Tensions between the world's two most populous countries over a narrow plateau of disputed territory on the China-Bhutan border threaten to enter a third month, with a senior Chinese Defense Ministry colonel warning Indian troops to withdraw from territory or 'face war' Tuesday. A day earlier, Chinese President Xi Jingping stressed that while China never seeks "aggression or expansion," it would not tolerate any attempts to "split any part of Chinese territory."
Delhi has showed no intention of backing down. On Wednesday, Indian media reported that Delhi would not make a reduction in troop strength in the disputed area.
India maintains that the territory, known as 'Doklam' in India and 'Donglang' in China, belongs to Bhutan, and that China's recent effort to build a road in the area violates a 2012 agreement and significantly alter the status quo.
Commenting on the war of nerves, which shows no signs of abating as both sides entrench their claims, Rossiya Segodnya political observer Dmitri Kosyrev wrote that there is only one global power which stands to benefit from a Chinese-Indian conflict.
"The golden dream of US foreign policy — a conflict between India and China, seems to be coming true, if not as a hot war then at least a war of nerves," the journalist wrote. The standoff over this slice of desolate territory in the Himalayas, difficult to even find on a map, has led many observers to ponder the changing state of the world, "and why this new world should include a quarrel between India and China."
"For China, the problem is roughly the same, and comes down to the question of how to get out of this essentially accidental conflict without losing prestige as one of the world's two superpowers," Kosyrev added.
"The border in question is situated at an altitude of four kilometers above sea level, and remains frozen to its core eight months out of the year. No one ever bothered to mark it down to the millimeter. On Chinese maps, it is designated as China; Bhutan, it turns out, does not think this is the case."
It was significant, the journalist stressed, that "along the whole area of the Indian-Chinese border passing through the Himalayas, a multitude of areas are contested. Therefore, it does not matter where the border incident occurred. What is important is how to resolve it." And this is not a matter for the military, but for foreign policy thinkers, according to the observer.
"The only thing that all analysts can agree on is that neither country needs a war, in which in on sense or another, both would be the losers."
"In addition," Kosyrev noted, "China would lose with its plans to create its 'One Belt, One Road' infrastructure initiative," since war and instability in the region is exactly the opposite of what it needs for its grand trade project to be a success.
"And if an accidental war on the frozen and barren territories in the Himalayas is not needed by its participants, who needs it?" the journalist asked. In such cases, he noted, the usual suspect is Washington, although even here debates have emerged, particularly in the Indian media.
"Another (this time a disillusioned Indian) complained to his readers that Washington did not react at all to the Himalayan incident." He added that US policy toward India for years on end has come down to both countries voicing their concern about the growing influence of China, but little else, with the Trump administration not caring to even appoint a new ambassador to the country six months into his term.
In short, Kosyrev wrote that the end of the current Himalayan conflict is not difficult to predict: "It will end with peace, of course. In a recent article, Shashi Tharoor, the man who almost became the UN Secretary General recently…enumerated all the areas in international affairs where Indian and Chinese interests coincide."

══════

■ PROBLEM TO SOLVE ■
Can you repeat the article on the Doklam border standoff word for word, starting with "It was significant, the" and going on through "be a success."?

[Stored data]
══════

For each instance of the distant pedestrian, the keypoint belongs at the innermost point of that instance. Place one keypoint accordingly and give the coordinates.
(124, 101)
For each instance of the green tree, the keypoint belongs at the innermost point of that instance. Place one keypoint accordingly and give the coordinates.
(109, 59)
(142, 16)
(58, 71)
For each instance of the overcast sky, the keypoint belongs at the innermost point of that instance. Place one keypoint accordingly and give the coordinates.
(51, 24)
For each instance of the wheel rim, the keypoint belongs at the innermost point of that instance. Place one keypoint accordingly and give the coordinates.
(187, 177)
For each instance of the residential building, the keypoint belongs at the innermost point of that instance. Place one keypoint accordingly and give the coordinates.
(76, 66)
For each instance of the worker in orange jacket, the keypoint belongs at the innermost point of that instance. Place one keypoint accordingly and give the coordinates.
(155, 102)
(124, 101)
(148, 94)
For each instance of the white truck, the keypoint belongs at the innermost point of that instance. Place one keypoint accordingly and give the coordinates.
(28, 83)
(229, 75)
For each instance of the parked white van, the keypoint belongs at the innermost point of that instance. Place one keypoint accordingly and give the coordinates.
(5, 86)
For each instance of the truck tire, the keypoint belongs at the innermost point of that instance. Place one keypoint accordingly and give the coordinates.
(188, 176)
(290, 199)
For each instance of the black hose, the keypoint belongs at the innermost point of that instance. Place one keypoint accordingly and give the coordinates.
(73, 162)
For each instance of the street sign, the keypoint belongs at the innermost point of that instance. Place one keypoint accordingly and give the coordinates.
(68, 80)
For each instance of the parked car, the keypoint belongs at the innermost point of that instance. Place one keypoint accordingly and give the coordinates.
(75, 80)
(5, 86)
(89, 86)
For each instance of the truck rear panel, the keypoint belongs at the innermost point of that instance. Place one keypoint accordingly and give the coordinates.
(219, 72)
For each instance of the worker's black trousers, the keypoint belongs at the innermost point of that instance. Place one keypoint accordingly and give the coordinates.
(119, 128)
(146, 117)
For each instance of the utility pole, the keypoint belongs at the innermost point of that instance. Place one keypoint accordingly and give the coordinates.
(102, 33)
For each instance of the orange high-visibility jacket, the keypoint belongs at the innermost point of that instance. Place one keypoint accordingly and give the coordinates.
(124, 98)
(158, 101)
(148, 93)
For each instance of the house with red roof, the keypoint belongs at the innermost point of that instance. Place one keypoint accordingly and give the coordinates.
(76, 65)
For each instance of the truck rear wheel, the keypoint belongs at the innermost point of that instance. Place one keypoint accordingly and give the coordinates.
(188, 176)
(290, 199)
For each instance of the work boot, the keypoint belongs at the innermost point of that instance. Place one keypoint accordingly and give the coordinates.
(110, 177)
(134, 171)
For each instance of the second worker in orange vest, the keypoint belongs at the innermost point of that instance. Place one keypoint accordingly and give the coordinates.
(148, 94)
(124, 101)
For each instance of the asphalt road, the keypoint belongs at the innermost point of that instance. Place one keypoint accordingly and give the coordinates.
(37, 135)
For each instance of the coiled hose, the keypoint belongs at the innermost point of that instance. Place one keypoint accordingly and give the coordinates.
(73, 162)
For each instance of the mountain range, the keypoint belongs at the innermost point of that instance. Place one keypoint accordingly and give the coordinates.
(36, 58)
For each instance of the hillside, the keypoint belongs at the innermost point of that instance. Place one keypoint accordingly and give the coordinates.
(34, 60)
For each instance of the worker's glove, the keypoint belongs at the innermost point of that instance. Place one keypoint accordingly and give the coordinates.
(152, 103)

══════

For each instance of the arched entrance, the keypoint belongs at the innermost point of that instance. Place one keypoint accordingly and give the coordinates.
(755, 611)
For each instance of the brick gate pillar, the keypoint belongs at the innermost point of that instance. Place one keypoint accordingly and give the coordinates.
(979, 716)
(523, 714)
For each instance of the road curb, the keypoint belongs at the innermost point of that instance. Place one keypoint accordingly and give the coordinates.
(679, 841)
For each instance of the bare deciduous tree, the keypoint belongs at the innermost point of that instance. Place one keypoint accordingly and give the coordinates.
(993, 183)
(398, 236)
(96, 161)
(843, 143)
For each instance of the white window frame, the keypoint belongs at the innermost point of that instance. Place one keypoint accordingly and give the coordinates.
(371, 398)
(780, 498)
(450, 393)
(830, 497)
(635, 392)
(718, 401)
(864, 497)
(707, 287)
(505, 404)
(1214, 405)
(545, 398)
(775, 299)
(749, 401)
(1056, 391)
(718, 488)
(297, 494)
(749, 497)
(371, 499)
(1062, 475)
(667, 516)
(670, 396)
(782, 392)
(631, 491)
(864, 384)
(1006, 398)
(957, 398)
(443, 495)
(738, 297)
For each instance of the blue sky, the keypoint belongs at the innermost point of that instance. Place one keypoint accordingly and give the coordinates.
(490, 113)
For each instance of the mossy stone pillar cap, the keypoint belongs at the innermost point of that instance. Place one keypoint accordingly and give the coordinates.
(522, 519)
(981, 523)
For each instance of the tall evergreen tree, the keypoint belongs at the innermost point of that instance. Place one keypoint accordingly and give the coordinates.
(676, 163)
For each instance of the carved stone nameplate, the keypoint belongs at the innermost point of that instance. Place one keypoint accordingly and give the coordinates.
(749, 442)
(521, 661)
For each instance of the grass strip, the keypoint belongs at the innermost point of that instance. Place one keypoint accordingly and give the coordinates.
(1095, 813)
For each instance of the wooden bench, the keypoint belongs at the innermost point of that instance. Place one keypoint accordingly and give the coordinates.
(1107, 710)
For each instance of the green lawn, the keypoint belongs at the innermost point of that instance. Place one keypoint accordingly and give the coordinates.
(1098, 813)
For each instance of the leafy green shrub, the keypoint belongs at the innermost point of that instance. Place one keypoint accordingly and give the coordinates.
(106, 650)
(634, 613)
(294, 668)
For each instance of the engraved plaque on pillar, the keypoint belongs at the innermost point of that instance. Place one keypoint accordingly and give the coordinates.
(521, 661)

══════

■ EXERCISE SOLUTION ■
It was significant, the journalist stressed, that "along the whole area of the Indian-Chinese border passing through the Himalayas, a multitude of areas are contested. Therefore, it does not matter where the border incident occurred. What is important is how to resolve it." And this is not a matter for the military, but for foreign policy thinkers, according to the observer.
"The only thing that all analysts can agree on is that neither country needs a war, in which in on sense or another, both would be the losers."
"In addition," Kosyrev noted, "China would lose with its plans to create its 'One Belt, One Road' infrastructure initiative," since war and instability in the region is exactly the opposite of what it needs for its grand trade project to be a success.